Once you have read the data below, please repeat all of it exactly.

--- Data for this exercise Enclosed Below ---

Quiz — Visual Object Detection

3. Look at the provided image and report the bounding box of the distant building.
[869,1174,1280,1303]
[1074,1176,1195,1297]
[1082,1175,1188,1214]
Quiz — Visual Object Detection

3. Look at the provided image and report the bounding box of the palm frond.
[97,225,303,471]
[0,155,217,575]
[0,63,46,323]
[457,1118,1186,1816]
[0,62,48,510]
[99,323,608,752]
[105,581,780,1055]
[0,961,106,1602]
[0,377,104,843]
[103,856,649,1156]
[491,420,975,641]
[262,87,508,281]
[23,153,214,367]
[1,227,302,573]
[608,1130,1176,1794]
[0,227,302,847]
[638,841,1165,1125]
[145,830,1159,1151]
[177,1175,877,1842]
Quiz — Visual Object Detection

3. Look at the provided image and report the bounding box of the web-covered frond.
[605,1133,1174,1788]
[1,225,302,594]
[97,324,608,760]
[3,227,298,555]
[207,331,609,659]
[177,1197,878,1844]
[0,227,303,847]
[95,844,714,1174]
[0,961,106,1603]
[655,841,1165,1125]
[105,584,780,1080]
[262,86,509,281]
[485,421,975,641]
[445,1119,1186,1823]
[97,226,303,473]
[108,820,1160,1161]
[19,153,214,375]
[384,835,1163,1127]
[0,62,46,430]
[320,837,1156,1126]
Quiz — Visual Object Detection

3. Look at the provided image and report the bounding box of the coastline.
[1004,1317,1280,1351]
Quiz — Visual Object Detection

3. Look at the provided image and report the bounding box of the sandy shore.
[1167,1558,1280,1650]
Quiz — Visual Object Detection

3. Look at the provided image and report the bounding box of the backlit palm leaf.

--- End of Enclosed Data for this exercise ---

Solution for this exercise
Quiz — Visual Object Detection

3. Look at the provided image and report the bounding box of the distant building.
[869,1174,1280,1303]
[1074,1176,1195,1297]
[1082,1175,1188,1214]
Quiz — Visual Object Detection

3. Look at the provided image and report the bounding box of the palm frond.
[97,225,303,471]
[0,155,217,575]
[0,63,46,323]
[457,1118,1186,1816]
[0,62,48,510]
[99,323,608,752]
[105,581,780,1055]
[0,961,106,1602]
[0,377,104,843]
[103,856,649,1156]
[491,420,975,641]
[262,87,508,281]
[23,153,214,367]
[1,227,302,573]
[608,1130,1176,1794]
[0,227,302,847]
[638,841,1165,1125]
[145,830,1159,1151]
[177,1175,877,1842]
Quiz — Visual Object Detection

3. Look at the provided image and report the bounding box of the web-covered frond.
[605,1133,1174,1788]
[1,225,302,594]
[97,324,608,760]
[3,227,298,555]
[207,331,609,659]
[177,1197,878,1844]
[0,227,303,847]
[95,844,714,1174]
[0,961,106,1603]
[655,841,1165,1125]
[105,584,780,1080]
[262,86,509,281]
[485,421,975,641]
[445,1119,1186,1823]
[97,226,303,473]
[108,820,1160,1161]
[19,153,214,375]
[384,835,1163,1127]
[0,62,46,430]
[320,837,1156,1126]
Quiz — Visual Object Detection

3. Look at the provided image and report the bounding box of the coastline.
[1004,1317,1280,1351]
Quiz — Visual Object Detection

3. Look at the provided image and report the bounding box of the sandy shore.
[1167,1558,1280,1650]
Quiz — Visual Object Detection

3. Look at the provided image and report the bounding box of the backlit palm leaf.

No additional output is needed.